» What you should do:
Only lines with the string "mountain" are wanted. Pull them out of the data.

Dataset entries
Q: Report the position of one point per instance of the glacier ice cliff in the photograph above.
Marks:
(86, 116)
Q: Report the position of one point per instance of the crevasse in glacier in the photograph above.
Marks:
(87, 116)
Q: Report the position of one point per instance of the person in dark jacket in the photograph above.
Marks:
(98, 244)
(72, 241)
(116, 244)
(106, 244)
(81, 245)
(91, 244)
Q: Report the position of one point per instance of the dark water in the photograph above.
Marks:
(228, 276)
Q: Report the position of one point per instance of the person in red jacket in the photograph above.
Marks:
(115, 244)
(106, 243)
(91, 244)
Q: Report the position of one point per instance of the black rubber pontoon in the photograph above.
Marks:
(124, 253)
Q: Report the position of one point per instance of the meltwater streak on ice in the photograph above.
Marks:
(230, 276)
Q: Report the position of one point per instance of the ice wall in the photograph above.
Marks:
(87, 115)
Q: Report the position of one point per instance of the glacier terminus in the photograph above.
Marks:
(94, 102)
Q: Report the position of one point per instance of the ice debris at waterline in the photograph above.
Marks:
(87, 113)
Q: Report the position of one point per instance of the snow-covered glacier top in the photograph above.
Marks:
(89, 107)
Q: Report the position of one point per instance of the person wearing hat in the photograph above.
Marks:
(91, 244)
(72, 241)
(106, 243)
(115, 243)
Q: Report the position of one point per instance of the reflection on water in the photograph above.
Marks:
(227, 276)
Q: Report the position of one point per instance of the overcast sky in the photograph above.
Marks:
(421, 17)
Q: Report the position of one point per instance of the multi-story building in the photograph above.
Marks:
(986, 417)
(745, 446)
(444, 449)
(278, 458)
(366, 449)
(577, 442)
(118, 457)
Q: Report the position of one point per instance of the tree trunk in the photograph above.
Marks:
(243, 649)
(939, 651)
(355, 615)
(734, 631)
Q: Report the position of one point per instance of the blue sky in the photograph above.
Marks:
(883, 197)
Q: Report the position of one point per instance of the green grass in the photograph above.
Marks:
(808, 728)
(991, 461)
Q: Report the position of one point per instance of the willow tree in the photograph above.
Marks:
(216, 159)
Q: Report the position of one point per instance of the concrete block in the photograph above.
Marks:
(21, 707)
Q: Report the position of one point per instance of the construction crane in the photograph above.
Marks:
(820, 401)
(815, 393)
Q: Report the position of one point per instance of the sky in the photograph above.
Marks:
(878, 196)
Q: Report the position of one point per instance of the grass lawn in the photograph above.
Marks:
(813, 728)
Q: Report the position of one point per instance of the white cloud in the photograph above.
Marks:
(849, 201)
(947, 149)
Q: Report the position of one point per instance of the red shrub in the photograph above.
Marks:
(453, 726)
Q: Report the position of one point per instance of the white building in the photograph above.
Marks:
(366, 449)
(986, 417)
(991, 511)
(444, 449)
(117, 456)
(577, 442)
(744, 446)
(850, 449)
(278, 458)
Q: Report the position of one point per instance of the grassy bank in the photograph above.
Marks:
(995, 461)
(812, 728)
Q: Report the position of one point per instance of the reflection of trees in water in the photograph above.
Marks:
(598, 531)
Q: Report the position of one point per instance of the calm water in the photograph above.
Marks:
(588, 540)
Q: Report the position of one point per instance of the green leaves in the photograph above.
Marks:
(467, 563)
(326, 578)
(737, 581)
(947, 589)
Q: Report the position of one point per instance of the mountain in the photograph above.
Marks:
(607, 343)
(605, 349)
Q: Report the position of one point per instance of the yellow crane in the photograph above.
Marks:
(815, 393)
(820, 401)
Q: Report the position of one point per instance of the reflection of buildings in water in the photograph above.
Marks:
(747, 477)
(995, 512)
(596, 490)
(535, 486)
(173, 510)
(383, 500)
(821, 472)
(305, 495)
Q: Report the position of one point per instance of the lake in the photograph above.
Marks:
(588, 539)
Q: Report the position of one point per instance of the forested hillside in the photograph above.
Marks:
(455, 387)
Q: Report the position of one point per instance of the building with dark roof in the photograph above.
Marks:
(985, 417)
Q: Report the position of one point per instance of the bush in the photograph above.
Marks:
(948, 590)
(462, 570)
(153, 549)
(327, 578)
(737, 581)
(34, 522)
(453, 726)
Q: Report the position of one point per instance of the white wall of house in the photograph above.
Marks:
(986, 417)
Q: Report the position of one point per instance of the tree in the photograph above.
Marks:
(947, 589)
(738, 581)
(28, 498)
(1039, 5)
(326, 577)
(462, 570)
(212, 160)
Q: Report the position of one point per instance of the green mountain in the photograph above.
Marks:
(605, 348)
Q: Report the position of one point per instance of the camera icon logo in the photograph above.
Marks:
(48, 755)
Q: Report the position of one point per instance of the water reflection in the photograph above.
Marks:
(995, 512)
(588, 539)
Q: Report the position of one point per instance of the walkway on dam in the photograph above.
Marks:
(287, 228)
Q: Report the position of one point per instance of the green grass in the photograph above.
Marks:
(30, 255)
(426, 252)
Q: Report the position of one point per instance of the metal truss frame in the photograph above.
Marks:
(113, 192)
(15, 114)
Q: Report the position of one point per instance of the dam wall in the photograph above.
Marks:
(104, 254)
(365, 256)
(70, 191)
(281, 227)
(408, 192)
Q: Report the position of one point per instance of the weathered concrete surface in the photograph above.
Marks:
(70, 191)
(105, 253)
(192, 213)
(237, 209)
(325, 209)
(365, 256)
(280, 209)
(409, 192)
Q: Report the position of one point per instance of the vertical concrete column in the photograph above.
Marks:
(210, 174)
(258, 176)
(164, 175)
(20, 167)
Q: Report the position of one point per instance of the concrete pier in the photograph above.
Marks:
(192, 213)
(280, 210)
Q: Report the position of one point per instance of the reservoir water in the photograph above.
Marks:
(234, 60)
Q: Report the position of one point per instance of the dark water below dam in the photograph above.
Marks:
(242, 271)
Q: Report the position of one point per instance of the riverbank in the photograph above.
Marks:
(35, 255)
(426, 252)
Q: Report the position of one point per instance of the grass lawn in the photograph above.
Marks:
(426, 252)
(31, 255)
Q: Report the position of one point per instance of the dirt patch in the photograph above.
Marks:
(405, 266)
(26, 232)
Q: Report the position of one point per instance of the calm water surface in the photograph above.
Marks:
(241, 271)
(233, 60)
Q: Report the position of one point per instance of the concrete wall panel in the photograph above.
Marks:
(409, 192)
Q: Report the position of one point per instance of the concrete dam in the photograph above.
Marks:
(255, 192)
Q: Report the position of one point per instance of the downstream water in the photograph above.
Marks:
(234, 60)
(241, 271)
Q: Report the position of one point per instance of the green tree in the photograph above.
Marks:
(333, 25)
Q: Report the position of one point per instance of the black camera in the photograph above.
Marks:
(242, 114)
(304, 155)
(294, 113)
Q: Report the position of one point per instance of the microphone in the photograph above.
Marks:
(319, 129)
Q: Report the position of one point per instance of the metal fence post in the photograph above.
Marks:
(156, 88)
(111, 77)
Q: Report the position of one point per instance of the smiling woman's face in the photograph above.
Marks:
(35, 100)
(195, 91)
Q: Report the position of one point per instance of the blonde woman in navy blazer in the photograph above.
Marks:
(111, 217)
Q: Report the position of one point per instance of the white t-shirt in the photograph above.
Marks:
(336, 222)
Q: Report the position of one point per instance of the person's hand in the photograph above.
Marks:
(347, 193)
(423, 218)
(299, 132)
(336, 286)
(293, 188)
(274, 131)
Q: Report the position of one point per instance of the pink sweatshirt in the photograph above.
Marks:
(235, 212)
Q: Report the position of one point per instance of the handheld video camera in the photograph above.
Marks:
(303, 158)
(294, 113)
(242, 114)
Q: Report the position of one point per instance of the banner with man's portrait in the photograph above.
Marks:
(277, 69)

» Exercise answer:
Q: Report the position of one point per instance of the mountain in the photograph above.
Q: Report the position of one point per instance of the green mountain in the photograph above.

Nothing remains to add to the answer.